- Opening Delimiter -

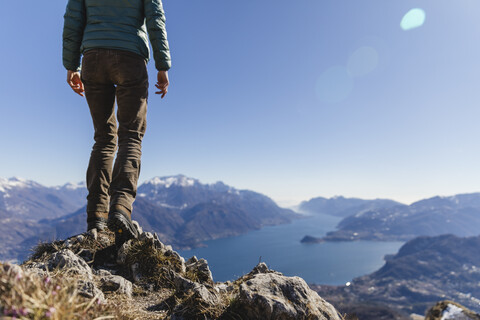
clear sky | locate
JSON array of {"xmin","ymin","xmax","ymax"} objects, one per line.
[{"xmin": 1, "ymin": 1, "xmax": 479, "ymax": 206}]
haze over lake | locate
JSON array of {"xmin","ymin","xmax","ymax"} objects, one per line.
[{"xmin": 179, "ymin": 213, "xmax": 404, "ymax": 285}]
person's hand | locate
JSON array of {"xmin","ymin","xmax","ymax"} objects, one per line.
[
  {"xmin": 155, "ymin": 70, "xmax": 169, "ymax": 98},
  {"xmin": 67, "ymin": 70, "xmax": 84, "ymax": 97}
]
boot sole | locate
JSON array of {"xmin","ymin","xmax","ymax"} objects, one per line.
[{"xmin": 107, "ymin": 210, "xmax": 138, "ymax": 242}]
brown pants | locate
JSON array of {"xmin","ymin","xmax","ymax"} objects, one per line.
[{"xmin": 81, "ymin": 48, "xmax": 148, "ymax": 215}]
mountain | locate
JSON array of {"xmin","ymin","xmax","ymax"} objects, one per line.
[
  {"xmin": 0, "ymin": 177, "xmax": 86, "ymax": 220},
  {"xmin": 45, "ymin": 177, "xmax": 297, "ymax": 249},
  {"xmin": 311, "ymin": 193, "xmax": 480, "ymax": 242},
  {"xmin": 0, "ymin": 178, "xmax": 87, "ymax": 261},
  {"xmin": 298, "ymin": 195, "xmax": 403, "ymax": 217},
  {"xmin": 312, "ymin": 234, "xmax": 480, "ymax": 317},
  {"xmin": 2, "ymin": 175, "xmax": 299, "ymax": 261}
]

- Closing Delimiter -

Transcribe the material above word for word; images do not belong in the copy.

clear sky | locate
JSON array of {"xmin","ymin","xmax","ymax"} objects, one per line.
[{"xmin": 1, "ymin": 1, "xmax": 479, "ymax": 206}]
haze over lake | locate
JSON array of {"xmin","ymin","xmax","ymax"} objects, one per line.
[{"xmin": 179, "ymin": 213, "xmax": 404, "ymax": 285}]
person's hand | locate
JSON array of {"xmin","ymin","xmax","ymax"} objects, one per line.
[
  {"xmin": 155, "ymin": 70, "xmax": 169, "ymax": 98},
  {"xmin": 67, "ymin": 70, "xmax": 84, "ymax": 97}
]
boot sole | locate
JSON array of {"xmin","ymin","xmax","ymax"} objects, one per line.
[{"xmin": 107, "ymin": 210, "xmax": 138, "ymax": 242}]
brown pants | locate
JSON array of {"xmin","ymin","xmax","ymax"} objects, one per line.
[{"xmin": 81, "ymin": 48, "xmax": 148, "ymax": 215}]
mountain | locate
JSON array of {"xmin","ymin","xmax","ymax"} objects, one per line.
[
  {"xmin": 0, "ymin": 177, "xmax": 86, "ymax": 220},
  {"xmin": 45, "ymin": 177, "xmax": 297, "ymax": 249},
  {"xmin": 311, "ymin": 193, "xmax": 480, "ymax": 242},
  {"xmin": 0, "ymin": 178, "xmax": 87, "ymax": 261},
  {"xmin": 298, "ymin": 195, "xmax": 403, "ymax": 217},
  {"xmin": 312, "ymin": 234, "xmax": 480, "ymax": 317},
  {"xmin": 2, "ymin": 175, "xmax": 299, "ymax": 261}
]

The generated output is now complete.